[Supplied material — start]

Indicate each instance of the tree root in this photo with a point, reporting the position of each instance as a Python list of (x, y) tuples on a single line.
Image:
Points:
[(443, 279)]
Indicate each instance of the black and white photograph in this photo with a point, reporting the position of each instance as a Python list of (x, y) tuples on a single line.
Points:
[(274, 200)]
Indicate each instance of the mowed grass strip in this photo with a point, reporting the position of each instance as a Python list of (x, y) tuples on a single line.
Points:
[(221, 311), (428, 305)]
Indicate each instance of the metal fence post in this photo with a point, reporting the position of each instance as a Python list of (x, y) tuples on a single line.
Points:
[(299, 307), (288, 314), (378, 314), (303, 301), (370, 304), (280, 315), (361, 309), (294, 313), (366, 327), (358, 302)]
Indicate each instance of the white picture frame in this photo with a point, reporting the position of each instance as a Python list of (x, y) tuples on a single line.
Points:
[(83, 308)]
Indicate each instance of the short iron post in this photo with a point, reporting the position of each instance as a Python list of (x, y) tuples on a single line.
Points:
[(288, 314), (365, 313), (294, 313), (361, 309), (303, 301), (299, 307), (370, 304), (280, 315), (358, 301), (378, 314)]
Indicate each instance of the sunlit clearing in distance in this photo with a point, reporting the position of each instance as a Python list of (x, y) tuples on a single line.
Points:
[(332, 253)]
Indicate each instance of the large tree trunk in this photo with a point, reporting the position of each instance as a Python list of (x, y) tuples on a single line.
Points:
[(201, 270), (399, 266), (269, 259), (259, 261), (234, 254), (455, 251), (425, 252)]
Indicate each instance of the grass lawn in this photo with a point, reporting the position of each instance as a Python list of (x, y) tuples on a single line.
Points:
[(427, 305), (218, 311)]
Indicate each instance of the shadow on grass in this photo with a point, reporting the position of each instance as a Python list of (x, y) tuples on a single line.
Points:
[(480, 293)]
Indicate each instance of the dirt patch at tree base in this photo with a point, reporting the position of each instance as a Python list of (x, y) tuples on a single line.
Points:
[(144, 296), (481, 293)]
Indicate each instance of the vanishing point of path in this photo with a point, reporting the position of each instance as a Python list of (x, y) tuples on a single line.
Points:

[Supplied material — finish]

*Required work*: A word-for-word copy of the material above is required.

*Result of this exercise*:
Indicate each instance of the tree root in this photo with a point, reporting the position of each instance as a Python list of (x, y) tuples on a single line.
Image:
Points:
[(443, 279)]
Indicate each instance of the black and white photograph in this photo with a point, reporting the position of each instance as a Python list of (x, y) tuples on a single line.
Points:
[(274, 200)]
Indicate each instance of the mowed grass strip in this photo with a point, reporting the position of each instance as a Python list of (x, y) tuples on a single line.
Points:
[(221, 311), (428, 305)]
Indicate each instance of the metal fence post in this photo with a point, reporting the position of each instance as a Python list of (x, y) tuples on a single line.
Points:
[(299, 307), (288, 314), (378, 314), (303, 301), (370, 304), (280, 315), (361, 309), (294, 313), (366, 327), (358, 302)]
Indicate each instance of the white picture frame in this photo with a point, reporting the position of each instance as a Python list of (x, y) tuples on a single line.
Points:
[(83, 308)]
Indicate each instance of the short iron post in this photo with a point, reporting the position of each instance as a Python list of (x, y) tuples on a single line.
Points:
[(288, 314), (365, 313), (294, 313), (361, 309), (303, 301), (299, 307), (370, 304), (280, 315), (358, 301), (378, 314)]
Indicate each instance of the sunlit clearing in distance in this photo with a point, reporting the position of each instance as a Python list of (x, y) tuples on a single line.
Points:
[(332, 253)]
Indicate each instance of the large tree trunk in this photo with a point, reporting the position of each instance as a Python list of (x, y) tuples on a single line.
Points:
[(201, 270), (399, 266), (269, 259), (259, 261), (234, 254), (455, 251), (425, 252)]
Indicate each instance of the grass lawn in this photo with a point, reporting the position of each instance as a Python list of (x, y) tuples on a single line.
Points:
[(427, 305), (218, 311)]
Indicate each instance of the shadow on grass in this photo with a point, reporting the position of each instance as a Python list of (x, y) tuples on a single line.
Points:
[(480, 293)]
Indicate each instance of the dirt patch at tree base in this photo with a point, reporting the position of each instance as a Python list of (x, y) tuples on a single line.
Points:
[(144, 296), (481, 293)]
Indicate each instance of the vanishing point of path in this photo with a point, reporting the position of each instance as a Python list of (x, y) tuples on a single line.
Points:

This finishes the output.